**Schriftelijke opdrachten:**
**1.** Wat is geluid volgens de tekst over God en geluid?
**2.** Kloppen deze beweringen volgens de tekst over God en geluid? Beantwoord elke bewering met ja of nee en citeer de woorden uit de tekst die de doorslag geven. (a) God woont niet op de maan. (b) Het geloof maakt mensen aantoonbaar gelukkiger. (c) De schrijver is van plan om te preken.
**3.** Schrijf de tekst over God en geluid verder, te beginnen na de laatste zin.

::: Gegeven tekst

Er zijn een heleboel mensen die niet in God geloven met als argument: je kunt hem niet zien, niet pakken, ook niet opsporen met meetapparatuur dat diep in de aarde kan boren, of in het binnenste van een atoom kan kijken, of anders wel ver in de kosmos, en geen ruimtereiziger heeft ooit een hemel buiten de stratosfeer aangetroffen. God woont niet op de maan, niet op mars, niet op Saturnus – en wie het stof van gevallen sterren onderzoekt, treft tussen de meteorietresten ook niet iets aan wat dusdanig glanst van wijsheid, almacht en liefde, dat je moet vaststellen: ‘Ja hoor, we hebben God niet in zijn geheel, maar een paar dode huidcellen van hem zijn er dus wel.’
God is huidloos, geurloos, gezichtsloos, vormeloos. Onaantastbaar want ontastbaar. Onvindbaar, want nergens van gemaakt, zelfs niet van wat Shakespeare noemde ‘the stuff that dreams are made of.’ God woont niet in het detail, de duivel gelukkig evenmin, maar dan nog: als er dan toch alleen maar deze schittering door afwezigheid is, heeft het weinig zin in hem te geloven. Het geloof maakt mensen niet aantoonbaar gelukkiger, en ook niet aantoonbaar moreler: genoeg argumenten om het geloof in iemand of iets dat je toch niet kunt bewijzen, af te doen als volkomen absurd – en redelijk zijn deze argumenten zeker. Dat maakt het ook zo lastig om ze te weerleggen, gesteld dat je dat al zou willen.

Hoewel het vandaag een zondag is, heb ik niet de intentie om voor u te preken. Ik heb de argumenten voor het niet-bestaan van God alleen maar nodig om erop te wijzen dat er nog iets is wat zich niet op bovengenoemde manier laat aantonen, laat bewijzen, en aan welk bestaan gek genoeg toch helemaal niemand twijfelt, en dat is: geluid.
Geluid is even onstoffelijk als God. Geluid kun je echter wel meten en daarmee bewijzen: want geluid is, dat weet u, het zich trillend verplaatsen van lucht. Iemand slaat zijn handen snel en krachtig op elkaar, de lucht wordt dus samengeperst en even uit de steeds enger wordende ruimte tussen de twee handen weggeduwd, komt daardoor in beweging en die beweging horen we als een handklap, en als er in een bepaalde ritme wordt geklapt, door meerdere handenparen, spreken we van applaus – een geluid dat eerder lijkt op eierstruif dat in een pan met spetterendhete boter wordt geschonken om zo een omelet te bakken, dan op een optelsom van klappende handenparen.

::::::
::: Vermelde rijen

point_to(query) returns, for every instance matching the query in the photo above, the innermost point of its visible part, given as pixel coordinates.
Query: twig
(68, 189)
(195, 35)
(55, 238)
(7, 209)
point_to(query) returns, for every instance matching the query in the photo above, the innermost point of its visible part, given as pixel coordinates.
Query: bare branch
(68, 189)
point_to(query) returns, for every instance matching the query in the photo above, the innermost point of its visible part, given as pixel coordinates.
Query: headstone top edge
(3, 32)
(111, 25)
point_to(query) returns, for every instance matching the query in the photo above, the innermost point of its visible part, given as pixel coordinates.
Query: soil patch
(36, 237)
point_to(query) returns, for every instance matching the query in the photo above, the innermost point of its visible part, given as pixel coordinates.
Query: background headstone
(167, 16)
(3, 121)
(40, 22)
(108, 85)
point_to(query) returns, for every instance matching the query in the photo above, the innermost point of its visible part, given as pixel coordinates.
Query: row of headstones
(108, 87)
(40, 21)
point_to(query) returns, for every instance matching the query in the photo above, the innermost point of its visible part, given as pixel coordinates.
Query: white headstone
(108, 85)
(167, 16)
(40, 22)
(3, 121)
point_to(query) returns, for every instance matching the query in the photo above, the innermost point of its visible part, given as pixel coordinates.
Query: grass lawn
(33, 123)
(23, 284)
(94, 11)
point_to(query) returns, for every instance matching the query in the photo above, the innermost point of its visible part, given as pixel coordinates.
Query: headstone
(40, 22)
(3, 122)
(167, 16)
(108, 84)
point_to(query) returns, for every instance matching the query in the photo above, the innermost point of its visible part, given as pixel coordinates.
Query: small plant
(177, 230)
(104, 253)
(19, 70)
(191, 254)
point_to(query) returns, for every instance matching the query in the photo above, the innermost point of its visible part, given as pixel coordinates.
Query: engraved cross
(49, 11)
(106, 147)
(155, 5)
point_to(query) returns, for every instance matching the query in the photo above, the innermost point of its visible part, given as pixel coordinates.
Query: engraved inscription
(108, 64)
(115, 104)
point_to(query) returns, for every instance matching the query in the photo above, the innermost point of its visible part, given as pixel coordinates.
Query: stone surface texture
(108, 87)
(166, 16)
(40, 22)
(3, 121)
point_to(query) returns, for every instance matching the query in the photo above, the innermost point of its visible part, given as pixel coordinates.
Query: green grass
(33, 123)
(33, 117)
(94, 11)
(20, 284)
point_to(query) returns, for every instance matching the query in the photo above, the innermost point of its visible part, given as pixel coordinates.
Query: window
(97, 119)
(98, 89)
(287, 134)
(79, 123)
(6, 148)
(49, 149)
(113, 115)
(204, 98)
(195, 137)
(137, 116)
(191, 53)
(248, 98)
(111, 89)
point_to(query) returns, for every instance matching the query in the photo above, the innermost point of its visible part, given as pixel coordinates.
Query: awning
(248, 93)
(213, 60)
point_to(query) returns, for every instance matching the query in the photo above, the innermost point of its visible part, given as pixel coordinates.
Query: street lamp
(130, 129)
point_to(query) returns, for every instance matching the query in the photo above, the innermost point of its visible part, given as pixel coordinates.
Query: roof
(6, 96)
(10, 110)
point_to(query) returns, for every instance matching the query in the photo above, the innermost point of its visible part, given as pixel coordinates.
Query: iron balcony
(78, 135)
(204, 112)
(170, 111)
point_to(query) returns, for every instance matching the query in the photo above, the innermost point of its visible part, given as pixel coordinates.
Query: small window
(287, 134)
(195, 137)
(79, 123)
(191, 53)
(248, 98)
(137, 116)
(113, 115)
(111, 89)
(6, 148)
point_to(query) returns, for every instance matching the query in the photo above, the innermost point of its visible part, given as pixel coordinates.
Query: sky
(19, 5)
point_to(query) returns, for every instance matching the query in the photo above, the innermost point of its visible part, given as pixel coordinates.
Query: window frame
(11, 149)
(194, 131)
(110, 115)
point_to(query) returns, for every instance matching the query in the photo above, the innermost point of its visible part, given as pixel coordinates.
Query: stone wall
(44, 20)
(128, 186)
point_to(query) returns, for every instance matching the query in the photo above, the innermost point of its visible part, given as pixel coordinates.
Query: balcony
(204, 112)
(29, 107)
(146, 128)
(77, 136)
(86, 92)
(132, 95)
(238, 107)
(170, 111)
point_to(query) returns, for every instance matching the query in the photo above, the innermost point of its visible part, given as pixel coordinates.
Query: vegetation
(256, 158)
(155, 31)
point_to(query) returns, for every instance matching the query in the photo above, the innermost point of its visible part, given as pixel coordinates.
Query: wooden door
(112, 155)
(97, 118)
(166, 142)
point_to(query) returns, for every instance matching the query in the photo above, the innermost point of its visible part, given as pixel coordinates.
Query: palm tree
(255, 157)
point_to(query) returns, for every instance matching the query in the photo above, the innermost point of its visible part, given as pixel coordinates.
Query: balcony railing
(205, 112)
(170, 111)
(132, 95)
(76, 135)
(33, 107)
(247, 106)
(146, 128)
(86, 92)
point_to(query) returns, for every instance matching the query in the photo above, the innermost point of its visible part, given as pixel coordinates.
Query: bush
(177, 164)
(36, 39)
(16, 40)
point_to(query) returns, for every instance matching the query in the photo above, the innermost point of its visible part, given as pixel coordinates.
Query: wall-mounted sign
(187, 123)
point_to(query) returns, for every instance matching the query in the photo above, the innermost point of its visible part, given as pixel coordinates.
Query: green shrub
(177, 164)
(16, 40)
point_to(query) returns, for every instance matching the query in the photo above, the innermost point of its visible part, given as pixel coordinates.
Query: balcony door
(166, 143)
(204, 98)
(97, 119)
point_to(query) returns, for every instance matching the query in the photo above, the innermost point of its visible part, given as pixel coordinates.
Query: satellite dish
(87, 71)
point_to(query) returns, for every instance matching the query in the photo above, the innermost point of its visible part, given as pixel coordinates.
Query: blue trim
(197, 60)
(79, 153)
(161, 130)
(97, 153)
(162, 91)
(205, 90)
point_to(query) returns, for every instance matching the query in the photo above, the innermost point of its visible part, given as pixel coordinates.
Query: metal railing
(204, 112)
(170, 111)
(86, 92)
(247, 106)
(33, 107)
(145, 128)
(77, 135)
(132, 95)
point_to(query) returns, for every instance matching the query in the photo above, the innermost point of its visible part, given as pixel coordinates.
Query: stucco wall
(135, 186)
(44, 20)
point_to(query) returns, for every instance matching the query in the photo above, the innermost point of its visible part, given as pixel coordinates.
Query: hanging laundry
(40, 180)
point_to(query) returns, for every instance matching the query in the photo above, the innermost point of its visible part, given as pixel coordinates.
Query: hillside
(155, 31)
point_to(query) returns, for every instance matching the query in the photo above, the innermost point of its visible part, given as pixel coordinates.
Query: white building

::::::

**Gegeven antwoorden:**
**1.** Geluid is het zich trillend verplaatsen van lucht.

**2.**
(a) Ja: "God woont niet op de maan"
(b) Nee: "Het geloof maakt mensen niet aantoonbaar gelukkiger"
(c) Nee: "heb ik niet de intentie om voor u te preken"

**3.**
Anders dan God, heeft geluid altijd een fysiek, een materieel aanzetpunt nodig om te kunnen klinken, maar het geluid maakt zich razendsnel los van de handpalmen, de snaar, de fluitketeldop, de hondenkeel en legt als onzichtbare trilling een weg af naar onze oren, die door de trillingen beroerd worden en wel op die manier dat we meteen weten: dit is een klap, hier klinkt een gitaar, dat is het theewater dat is gaan koken, dat is de hond van de buren die een onbekende langs hoort lopen.
Het is ongelooflijk hoeveel variëteiten het simpele trillen van lucht kent; niet alleen horen we het verschil tussen een hand die op een trommel slaat en een hand die in een andere hand klapt, we horen ook het verschil tussen handenparen onderling. We horen of de pianomuziek die door een open raam naar buiten dwarrelt, afkomstig is van radio, televisie of cd, of van een echte piano, en als we langer blijven staan, horen we misschien ook nog wel het verschil tussen een echte piano en een synthesizer met piano-functie, waarbij de speler de keuze heeft tussen een Steinway, een Bösendorfer ,of het geluid, de aanslag van een Yamaha-vleugel – terwijl die dan dus toch als een ingeblikte, mechanische Yamaha-vleugel zal blijven klinken, in ieder geval voor een kennersoor.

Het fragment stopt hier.